[begin Records for the exercise]
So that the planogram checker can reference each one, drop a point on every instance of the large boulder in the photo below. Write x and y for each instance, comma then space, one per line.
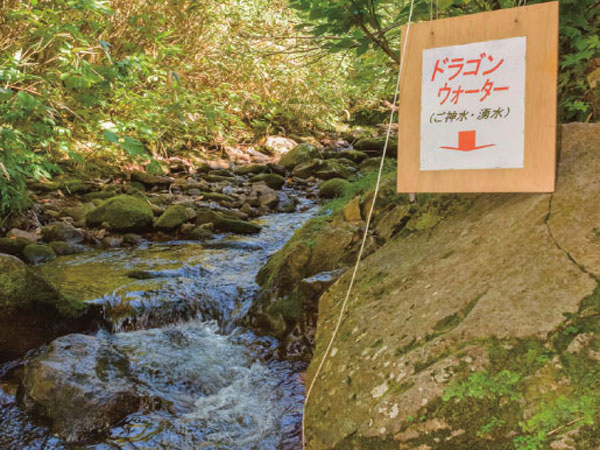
81, 385
476, 329
122, 213
32, 311
298, 155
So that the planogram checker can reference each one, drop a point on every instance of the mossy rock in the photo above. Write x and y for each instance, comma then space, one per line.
251, 169
226, 224
308, 168
201, 234
38, 253
300, 154
151, 180
272, 180
61, 231
102, 195
173, 217
122, 213
218, 197
335, 168
21, 286
336, 187
67, 248
79, 212
13, 247
377, 144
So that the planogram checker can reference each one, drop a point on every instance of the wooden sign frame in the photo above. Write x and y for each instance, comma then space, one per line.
539, 23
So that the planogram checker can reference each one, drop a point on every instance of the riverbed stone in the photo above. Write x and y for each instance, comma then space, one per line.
81, 384
223, 223
38, 253
13, 246
67, 248
272, 180
61, 231
336, 187
252, 169
173, 217
500, 286
32, 311
122, 213
300, 154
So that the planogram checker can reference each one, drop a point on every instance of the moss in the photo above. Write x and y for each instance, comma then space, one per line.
251, 169
298, 155
272, 180
122, 213
38, 253
334, 188
173, 217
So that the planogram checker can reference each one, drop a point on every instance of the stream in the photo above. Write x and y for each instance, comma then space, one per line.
174, 309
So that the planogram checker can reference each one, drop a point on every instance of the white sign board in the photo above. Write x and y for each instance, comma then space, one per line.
473, 106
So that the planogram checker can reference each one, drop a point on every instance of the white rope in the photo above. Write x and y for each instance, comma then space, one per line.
365, 235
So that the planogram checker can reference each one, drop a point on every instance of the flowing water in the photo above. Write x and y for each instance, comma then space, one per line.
213, 384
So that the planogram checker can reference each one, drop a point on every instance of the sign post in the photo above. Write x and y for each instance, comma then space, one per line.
485, 89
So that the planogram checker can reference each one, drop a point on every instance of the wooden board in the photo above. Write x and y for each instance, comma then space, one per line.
539, 23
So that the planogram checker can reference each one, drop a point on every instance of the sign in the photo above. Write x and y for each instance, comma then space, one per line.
473, 106
485, 89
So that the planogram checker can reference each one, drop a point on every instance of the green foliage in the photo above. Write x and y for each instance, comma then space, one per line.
131, 81
371, 27
483, 385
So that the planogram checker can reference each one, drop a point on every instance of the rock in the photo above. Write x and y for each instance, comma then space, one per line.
61, 231
300, 154
45, 186
33, 312
218, 197
279, 144
132, 239
75, 186
499, 286
122, 213
335, 168
15, 233
102, 195
370, 164
218, 179
253, 169
286, 203
66, 248
151, 180
223, 223
81, 385
272, 180
352, 210
112, 241
375, 145
353, 155
79, 212
335, 187
263, 196
13, 247
173, 217
201, 234
38, 253
307, 169
277, 168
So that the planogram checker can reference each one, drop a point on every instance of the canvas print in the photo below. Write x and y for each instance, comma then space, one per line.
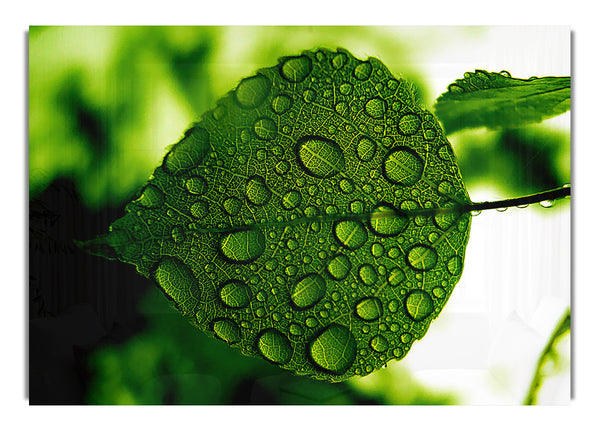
299, 215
[end Records for the exercise]
Written problem: Switch "planogram checker" to "scene indexer" throughout the lines above and write all of the lines out again with nothing else altered. Omit the pictures.

Completed exercise:
So that the scene indexer can reference each one, drop a point on every instance of the large boulder in the photo below. Write x and y for each instance, comma then space, one per line.
81, 385
476, 329
122, 213
32, 311
298, 155
So that the scene indexer can reference each one, drop a point on every instance of the mossy rock in the photo above. Write x and y for each instance, comma then space, one per line.
251, 169
226, 224
308, 168
201, 234
38, 253
300, 154
151, 180
272, 180
61, 231
102, 195
173, 217
122, 213
218, 197
335, 168
21, 286
336, 187
67, 248
79, 212
13, 247
377, 144
So that the scene indexer can reference each one, drop a point on every instance of the wooden sign frame in the photo above. Write x and y for each instance, comma then space, one per line.
539, 23
So that the scene indexer can reference each one, drop a point on every instance of the riverbed stone in the photo above. Write x and y for each instance, comma then space, one per line.
81, 384
223, 223
38, 253
13, 246
67, 248
272, 180
61, 231
336, 187
252, 169
173, 217
500, 286
32, 311
122, 213
300, 154
So that the scene indexer can reference each one, drop a point on every instance of the moss in the photo above. Write x and y for each instance, comma then space, one per line.
251, 169
298, 155
272, 180
122, 213
38, 253
334, 188
173, 217
So that the scene indexer can reference each one, drop a point on every instance of the stream in the photo above. Write x and y for each instance, comma then space, one per line.
174, 309
So that the scene indexer can reference each one, drop a point on every instance of the white sign board in the photo above. Write x and y for each instance, comma then space, one per line.
473, 106
So that the scene indexer can reference each one, drop a point on every instance of the white rope in the photo above. Write x and y for each instance, comma then space, one per line.
365, 235
So that the scene indexer can reference each one, drop a point on every instance of the flowing water in the photo above. Write x and y for each instance, comma then space, one per line.
213, 384
So that the scene indexer can reference each one, drop a point on every instance of the sign post in the photo above. Write x and y for each instance, comma then space, one per line.
485, 89
So that the scene indexer can reference each one, drop a point on every instance of the wooden board in the photo above. Write x and y for each instance, comma then space, one per line.
539, 23
So that the scene indexer can reference each one, drop a point on every instance of the sign in the photo above. Write x and y for each instance, comma then space, one per line.
473, 106
485, 89
So that the scene indexer can reference each one, drop a point on every instance of the green foliage in the photo above. Write x and y for each instance, comma then space, one per line.
131, 81
371, 27
483, 385
So that the scene indexer can reference each one, drop a point on every instance of the rock in the photo above. Write x and y for each instance, comma then space, one per line.
61, 231
300, 154
45, 186
33, 312
218, 197
279, 144
132, 239
75, 186
499, 286
122, 213
335, 168
15, 233
102, 195
370, 164
218, 179
253, 169
286, 203
66, 248
151, 180
223, 223
81, 385
272, 180
352, 210
112, 241
375, 145
353, 155
79, 212
335, 187
263, 196
13, 247
173, 217
201, 234
38, 253
307, 169
277, 168
So that the scene indexer can reference each one, drop a point on every instance of the canvas print in the photo below. Write x and y for each instance, comma then space, one per line.
299, 215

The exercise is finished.